[[ Data extracts open ]]

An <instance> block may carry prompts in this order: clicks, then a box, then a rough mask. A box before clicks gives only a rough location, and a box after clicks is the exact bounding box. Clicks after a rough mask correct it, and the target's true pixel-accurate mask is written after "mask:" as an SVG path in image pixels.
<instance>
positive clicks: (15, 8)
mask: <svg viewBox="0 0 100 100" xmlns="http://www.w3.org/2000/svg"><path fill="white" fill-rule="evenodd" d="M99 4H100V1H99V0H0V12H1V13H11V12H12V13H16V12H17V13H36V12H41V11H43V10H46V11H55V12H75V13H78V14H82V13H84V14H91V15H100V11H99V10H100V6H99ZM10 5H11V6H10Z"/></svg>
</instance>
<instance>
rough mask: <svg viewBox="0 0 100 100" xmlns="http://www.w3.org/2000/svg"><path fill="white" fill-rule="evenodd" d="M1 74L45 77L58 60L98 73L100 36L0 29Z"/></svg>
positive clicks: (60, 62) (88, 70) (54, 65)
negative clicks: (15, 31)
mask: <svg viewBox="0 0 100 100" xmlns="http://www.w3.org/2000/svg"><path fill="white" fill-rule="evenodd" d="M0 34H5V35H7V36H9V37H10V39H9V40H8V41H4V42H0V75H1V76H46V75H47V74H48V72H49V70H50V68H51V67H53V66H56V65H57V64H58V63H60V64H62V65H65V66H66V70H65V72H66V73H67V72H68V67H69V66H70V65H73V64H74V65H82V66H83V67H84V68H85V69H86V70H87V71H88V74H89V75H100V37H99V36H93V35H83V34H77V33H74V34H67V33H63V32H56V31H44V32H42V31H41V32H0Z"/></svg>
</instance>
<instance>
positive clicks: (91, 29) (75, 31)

[[ Data extracts closed ]]

• **Work task**:
Write out the records again, starting at the line that contains "negative clicks: (15, 31)" and continuing through the end, with "clicks" switched to "points" and nothing else changed.

• **Written answer**:
negative points: (15, 31)
mask: <svg viewBox="0 0 100 100" xmlns="http://www.w3.org/2000/svg"><path fill="white" fill-rule="evenodd" d="M0 34H5V35H7V36H9V37H10V39H9V40H8V41H4V42H0V75H1V76H46V75H47V74H48V72H49V70H50V68H51V67H53V66H56V65H57V64H58V63H60V64H62V65H65V66H66V70H65V72H66V73H67V72H68V67H69V66H70V65H73V64H74V65H82V66H83V67H84V68H85V69H86V70H87V71H88V74H89V75H100V37H99V36H93V35H83V34H77V33H74V34H67V33H63V32H56V31H44V32H42V31H41V32H0Z"/></svg>
</instance>
<instance>
positive points: (91, 29) (75, 31)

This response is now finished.